**AUFGABE**
Führe den Textauszug über die Menschen, denen immer wieder „Du bist nicht würdig“ gesagt wurde, nach seinem letzten Satz weiter.

**TEXTAUSZUG**
▶

Das waren Bauern, das waren Arme, das waren Kleine, die ein ganzes Leben lang gehört haben. Du bist nicht würdig. Du bist nicht würdig, aus der Thora vorzulesen, weil du zu ungebildet bist. Du bist nicht würdig, im Gottesdienst vorzubeten. Weil du eine Frau bist. Du bist nicht würdig. Am Sabbat in den vorderen Reihen, in der Synagoge dabei zu sein. Weil du dir zu wenig Zeit für die Thora und fürs Gebet nimmst. Du bist nicht würdig, weil du nicht in die Mique gestiegen bist und dich gereinigt hast. Du bist nicht würdig. Weil so vieles in deinem Leben ungeordnet und durcheinander ist. Das waren die, denen man schon vor dem Betreten der Synagoge immer und immer wieder gesagt hat, da darfst du nicht hin, dass darfst du nicht, das darfst du nicht, das darfst du nicht. Du bist nicht würdig. Das sind die, auf die die Pharisäer und die Schriftgelehrten, die Rabbiner herabgeblickt haben. Die, die anders waren und die genau wussten, ja, natürlich gibt es in meinem Leben Zeiten, da ist alles von Dornen überwuchert, weil ich mir so viele Sorgen mache um die Kinder, um die Familie, weil ich mir Sorgen mache um die Gesundheit, weil ich mir Sorgen mache um den Beruf, weil ich mir um so viele Sorgen mache, und da bleibt keine Zeit, in die Kirche zu rennen. Und natürlich wussten die und es gibt es gibt Stellen in meinem Herzen, die sind knallhart. Die krieg ich nicht weich, die sind verhärtet. Ich wünschte es mir, dass ich nicht so hart reagieren würde, aber die sind hart, die wissen: Da fällt kein fruchtbares Korn auf diese harten Stellen in meinem Herzen. Und natürlich wissen die auch. Ich kann himmelhoch begeistert sein. Ich kann mitlaufen und dabei sein. Und schon am Donnerstag nach Aschermittwoch. Habe ich das erste Stück Schokolade im Mund, mache ich die Dinge, die ich eigentlich nicht machen wollte, wieder mit großer Lust und mit großer Freude. Das wussten die alles ganz genau.

◀

**ERFASSTE DATEN**
▶

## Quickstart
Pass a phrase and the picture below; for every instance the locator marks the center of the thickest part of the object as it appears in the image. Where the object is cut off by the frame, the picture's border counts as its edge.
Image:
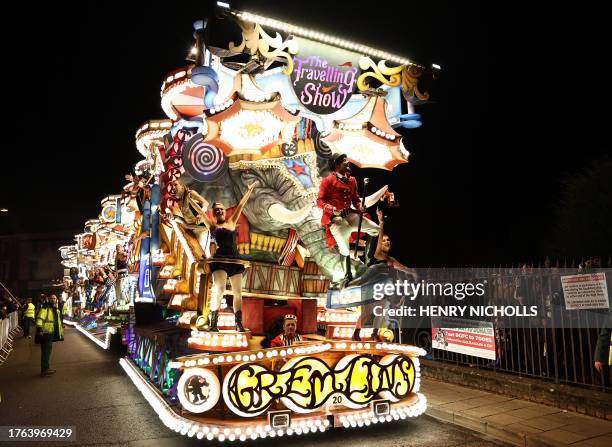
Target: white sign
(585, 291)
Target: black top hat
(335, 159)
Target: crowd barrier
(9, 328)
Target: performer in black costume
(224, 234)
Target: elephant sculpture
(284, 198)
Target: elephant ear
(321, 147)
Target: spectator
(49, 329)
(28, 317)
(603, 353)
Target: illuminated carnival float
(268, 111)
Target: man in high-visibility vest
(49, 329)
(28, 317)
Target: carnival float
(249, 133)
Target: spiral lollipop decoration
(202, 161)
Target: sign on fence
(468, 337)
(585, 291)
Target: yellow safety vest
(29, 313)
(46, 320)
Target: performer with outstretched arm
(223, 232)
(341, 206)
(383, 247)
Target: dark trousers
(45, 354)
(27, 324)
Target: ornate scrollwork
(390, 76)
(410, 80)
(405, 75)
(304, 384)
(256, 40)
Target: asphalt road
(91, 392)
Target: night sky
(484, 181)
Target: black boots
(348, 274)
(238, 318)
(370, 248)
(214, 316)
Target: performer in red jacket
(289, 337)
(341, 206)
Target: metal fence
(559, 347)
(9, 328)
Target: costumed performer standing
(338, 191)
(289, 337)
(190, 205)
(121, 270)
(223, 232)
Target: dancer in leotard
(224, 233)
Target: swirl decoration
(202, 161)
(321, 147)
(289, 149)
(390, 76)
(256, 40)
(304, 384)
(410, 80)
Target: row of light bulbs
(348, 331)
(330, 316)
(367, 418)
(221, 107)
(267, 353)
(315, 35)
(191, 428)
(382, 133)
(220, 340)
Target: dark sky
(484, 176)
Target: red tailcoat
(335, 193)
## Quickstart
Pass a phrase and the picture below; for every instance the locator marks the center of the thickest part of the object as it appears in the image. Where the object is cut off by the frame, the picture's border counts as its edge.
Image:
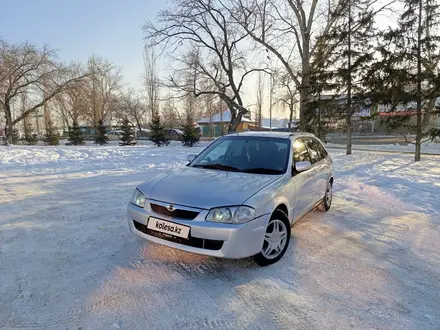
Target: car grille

◀
▶

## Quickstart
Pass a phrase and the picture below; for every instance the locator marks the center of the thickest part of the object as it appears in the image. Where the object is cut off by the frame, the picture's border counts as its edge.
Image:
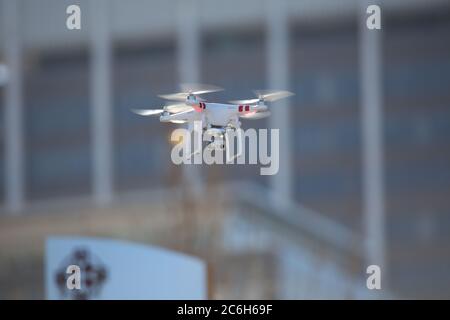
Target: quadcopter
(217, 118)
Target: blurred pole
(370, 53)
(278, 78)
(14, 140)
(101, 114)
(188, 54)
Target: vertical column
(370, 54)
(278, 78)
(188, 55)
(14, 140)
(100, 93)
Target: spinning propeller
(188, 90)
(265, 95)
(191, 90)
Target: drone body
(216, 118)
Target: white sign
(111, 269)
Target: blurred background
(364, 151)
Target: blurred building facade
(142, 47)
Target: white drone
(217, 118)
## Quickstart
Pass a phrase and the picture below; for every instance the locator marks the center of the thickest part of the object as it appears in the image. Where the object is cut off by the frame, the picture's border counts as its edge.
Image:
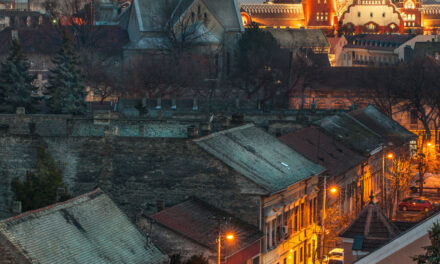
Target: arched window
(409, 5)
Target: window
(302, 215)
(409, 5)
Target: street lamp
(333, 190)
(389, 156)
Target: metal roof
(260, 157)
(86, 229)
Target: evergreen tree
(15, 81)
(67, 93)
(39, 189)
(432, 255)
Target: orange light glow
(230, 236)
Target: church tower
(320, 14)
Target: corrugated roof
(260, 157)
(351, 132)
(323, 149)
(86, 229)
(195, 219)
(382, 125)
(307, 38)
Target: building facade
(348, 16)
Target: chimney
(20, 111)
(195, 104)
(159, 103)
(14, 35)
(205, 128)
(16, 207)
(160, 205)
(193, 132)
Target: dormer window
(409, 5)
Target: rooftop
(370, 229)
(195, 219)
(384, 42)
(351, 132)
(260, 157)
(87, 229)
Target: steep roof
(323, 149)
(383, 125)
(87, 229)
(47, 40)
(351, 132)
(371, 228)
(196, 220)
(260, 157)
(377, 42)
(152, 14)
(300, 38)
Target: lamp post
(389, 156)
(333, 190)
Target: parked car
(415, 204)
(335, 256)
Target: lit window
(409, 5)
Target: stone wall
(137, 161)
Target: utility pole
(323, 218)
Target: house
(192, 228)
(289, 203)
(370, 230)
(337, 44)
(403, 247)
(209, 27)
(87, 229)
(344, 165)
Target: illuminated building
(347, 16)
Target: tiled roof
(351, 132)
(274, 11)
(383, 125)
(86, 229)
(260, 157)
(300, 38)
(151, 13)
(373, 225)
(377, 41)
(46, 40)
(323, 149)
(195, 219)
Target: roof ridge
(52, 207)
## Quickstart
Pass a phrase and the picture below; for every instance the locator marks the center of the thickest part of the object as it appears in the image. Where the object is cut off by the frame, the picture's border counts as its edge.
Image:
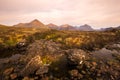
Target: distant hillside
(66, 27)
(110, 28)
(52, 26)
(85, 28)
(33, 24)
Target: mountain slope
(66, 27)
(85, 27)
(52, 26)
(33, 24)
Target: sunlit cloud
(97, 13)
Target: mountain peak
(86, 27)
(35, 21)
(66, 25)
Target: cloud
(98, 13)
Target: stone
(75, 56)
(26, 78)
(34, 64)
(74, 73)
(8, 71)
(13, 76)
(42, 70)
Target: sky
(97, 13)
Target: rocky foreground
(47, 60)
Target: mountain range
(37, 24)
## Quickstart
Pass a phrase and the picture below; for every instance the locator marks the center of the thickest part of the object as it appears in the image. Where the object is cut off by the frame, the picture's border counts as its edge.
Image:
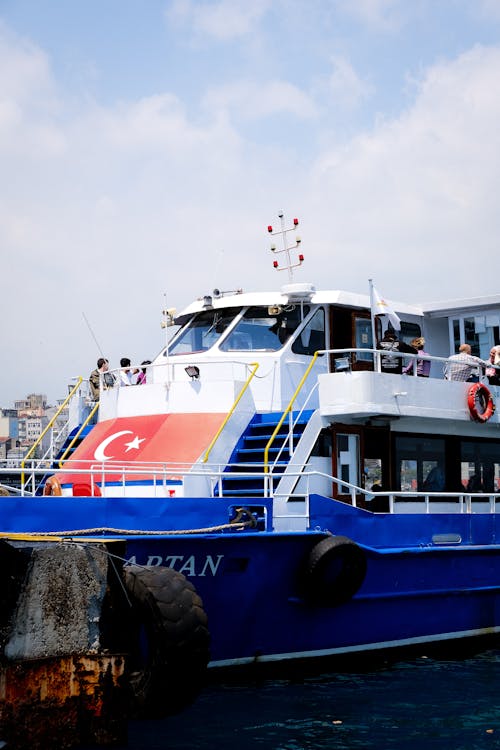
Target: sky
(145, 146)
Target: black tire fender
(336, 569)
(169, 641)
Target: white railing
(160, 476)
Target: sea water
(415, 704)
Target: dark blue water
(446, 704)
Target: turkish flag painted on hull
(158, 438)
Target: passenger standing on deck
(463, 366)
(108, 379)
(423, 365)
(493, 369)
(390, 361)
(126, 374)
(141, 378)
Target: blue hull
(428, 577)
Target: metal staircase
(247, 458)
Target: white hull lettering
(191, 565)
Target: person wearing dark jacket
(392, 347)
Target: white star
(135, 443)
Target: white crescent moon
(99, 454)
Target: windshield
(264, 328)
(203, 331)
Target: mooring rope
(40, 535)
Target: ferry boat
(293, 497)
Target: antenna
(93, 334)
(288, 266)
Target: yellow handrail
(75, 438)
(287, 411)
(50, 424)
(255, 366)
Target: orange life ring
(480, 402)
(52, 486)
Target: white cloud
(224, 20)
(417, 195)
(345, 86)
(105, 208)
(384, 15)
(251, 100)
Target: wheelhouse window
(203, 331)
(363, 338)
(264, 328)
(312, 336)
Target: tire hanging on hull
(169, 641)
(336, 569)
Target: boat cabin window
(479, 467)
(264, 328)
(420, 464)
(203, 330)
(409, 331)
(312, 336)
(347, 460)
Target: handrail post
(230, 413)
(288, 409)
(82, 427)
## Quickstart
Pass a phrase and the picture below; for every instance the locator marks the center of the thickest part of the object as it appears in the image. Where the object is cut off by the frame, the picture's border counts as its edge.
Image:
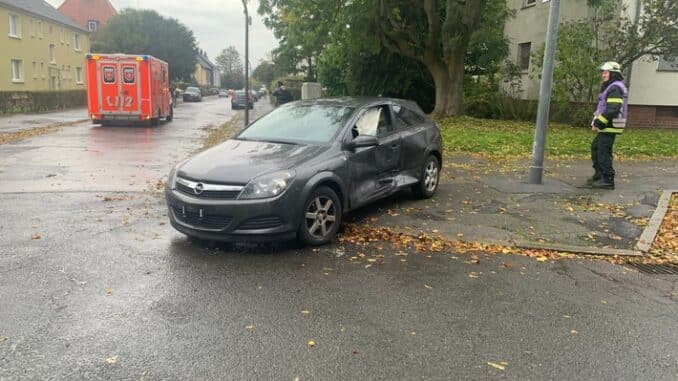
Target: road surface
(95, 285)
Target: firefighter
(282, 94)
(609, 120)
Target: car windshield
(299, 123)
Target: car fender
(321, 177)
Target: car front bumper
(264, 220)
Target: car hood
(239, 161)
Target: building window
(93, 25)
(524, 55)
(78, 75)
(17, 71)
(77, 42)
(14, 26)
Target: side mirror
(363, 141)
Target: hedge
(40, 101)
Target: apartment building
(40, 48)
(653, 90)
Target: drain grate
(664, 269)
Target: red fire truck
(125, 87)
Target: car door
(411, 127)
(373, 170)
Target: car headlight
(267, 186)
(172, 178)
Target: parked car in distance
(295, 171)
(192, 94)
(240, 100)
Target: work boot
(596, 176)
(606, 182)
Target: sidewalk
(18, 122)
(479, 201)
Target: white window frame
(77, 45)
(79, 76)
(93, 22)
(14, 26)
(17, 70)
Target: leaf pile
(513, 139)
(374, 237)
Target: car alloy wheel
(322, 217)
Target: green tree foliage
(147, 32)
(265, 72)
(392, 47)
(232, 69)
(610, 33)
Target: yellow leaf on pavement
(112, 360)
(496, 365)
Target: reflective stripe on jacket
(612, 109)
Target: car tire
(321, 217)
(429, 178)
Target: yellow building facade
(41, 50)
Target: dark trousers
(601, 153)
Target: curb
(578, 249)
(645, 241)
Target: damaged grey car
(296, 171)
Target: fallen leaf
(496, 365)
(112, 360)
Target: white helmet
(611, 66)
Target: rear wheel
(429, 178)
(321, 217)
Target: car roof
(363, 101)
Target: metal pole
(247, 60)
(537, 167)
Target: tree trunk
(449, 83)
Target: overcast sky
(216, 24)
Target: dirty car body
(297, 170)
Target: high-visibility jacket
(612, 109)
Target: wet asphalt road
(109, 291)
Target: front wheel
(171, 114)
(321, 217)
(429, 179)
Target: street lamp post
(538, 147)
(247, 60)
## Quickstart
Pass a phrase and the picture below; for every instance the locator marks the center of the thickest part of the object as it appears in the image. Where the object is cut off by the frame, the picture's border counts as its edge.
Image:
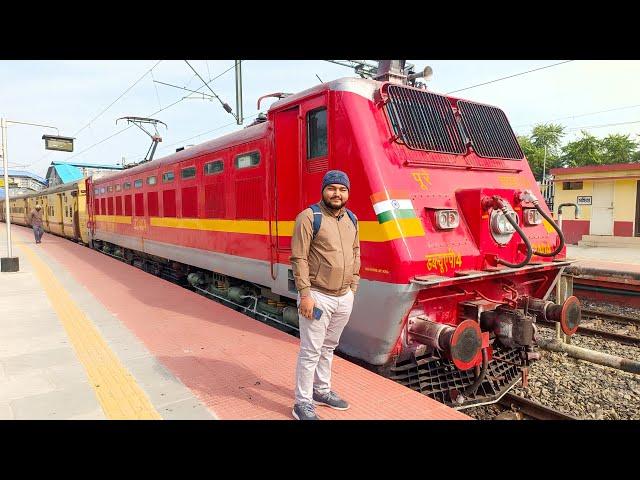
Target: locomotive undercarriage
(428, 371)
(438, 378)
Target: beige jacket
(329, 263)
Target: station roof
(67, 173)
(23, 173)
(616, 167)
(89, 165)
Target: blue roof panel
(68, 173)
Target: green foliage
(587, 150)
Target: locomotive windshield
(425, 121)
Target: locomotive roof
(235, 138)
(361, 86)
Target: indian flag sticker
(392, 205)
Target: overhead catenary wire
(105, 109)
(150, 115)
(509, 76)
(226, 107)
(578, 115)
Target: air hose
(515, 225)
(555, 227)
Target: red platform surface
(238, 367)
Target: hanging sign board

◀
▶

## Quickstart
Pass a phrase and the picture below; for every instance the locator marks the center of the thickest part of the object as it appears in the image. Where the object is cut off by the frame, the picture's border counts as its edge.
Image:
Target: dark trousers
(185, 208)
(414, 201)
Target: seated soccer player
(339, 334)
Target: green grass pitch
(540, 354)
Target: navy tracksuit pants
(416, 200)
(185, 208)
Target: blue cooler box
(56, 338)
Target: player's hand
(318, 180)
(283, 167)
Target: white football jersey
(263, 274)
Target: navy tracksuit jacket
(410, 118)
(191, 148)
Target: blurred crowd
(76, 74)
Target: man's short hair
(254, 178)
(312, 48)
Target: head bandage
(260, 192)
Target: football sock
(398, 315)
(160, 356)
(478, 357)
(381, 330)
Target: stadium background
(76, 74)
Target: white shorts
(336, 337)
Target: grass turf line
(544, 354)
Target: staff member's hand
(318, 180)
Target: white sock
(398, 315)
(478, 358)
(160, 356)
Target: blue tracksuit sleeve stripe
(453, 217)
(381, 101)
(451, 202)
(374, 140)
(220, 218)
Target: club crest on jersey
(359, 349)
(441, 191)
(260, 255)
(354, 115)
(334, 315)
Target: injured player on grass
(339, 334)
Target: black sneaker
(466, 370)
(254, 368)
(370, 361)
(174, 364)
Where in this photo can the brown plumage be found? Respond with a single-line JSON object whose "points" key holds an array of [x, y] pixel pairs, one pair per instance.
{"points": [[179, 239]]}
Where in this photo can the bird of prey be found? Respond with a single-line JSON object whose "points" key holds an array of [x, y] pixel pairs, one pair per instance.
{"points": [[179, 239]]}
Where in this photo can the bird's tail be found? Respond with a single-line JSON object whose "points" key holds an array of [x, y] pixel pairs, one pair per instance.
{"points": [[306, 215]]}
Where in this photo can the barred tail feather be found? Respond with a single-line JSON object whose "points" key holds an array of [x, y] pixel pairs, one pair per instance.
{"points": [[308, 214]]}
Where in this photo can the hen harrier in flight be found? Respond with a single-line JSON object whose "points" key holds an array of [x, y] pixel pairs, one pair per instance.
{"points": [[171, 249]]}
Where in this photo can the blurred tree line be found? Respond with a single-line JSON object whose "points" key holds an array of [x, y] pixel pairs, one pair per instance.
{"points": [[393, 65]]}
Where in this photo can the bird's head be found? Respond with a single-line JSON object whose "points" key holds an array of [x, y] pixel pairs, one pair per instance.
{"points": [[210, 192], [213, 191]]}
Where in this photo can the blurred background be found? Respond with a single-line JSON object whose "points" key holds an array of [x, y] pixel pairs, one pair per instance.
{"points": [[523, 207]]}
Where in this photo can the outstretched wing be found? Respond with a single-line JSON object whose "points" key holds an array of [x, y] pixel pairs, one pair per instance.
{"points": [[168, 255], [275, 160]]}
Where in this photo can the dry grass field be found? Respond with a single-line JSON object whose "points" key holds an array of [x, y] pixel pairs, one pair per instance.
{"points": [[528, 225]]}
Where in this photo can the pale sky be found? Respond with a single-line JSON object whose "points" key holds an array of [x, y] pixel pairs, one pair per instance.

◀

**GELÖSTE AUFGABE**
Und wie gut hat es ihnen getan, dass da einer sagt: Das ist dem Sämann, das ist Gott egal. Der sieht das Gute. Der sieht die Chance. Der sieht die Möglichkeit, dem reicht das, was Frucht bringt. Was für eine Wahlkampfrede. Nicht die Fehler des anderen in den Vordergrund stellen, nicht zu sagen, warum jemand irre lacht oder warum jemand ungeeignet ist, sondern zu sagen. Ich weiß, all deine Ecken und Kanten, aber ich weiß auch. Da gibt es guten und kostbaren Booten, da gibt es Gaben und Fähigkeiten, die sind klasse. Da bin ich froh, dass du da bist. Für die Kranken in deiner Familie. Für die Enkel und für die Kinder, für die Nachbarn und für die Freunde. Da bin ich froh, dass du da bist und in der Krankheit nicht verzweifelst, sondern immer noch den Rosenkranz in die Hand nimmst und das Vaterunser betest. Da bin ich dankbar. Dass du siehst, was du kannst, und dass du dich nicht entmutigen lässt. Von den Dornen, von dem felsigen Boden, von den Vögeln des Himmels. Wir haben einen verrückten Gott. Einen, der den Blick zurechtrückt, was wichtig ist im Leben. Ich wünsche Ihnen. Wenn sie in diesen Tagen über die Felder gehen und irgendwo Korn liegen sehen, dass beim Verladen heruntergefallen ist, dass sie daran denken. Wir haben einen verrückten Gott. Amen.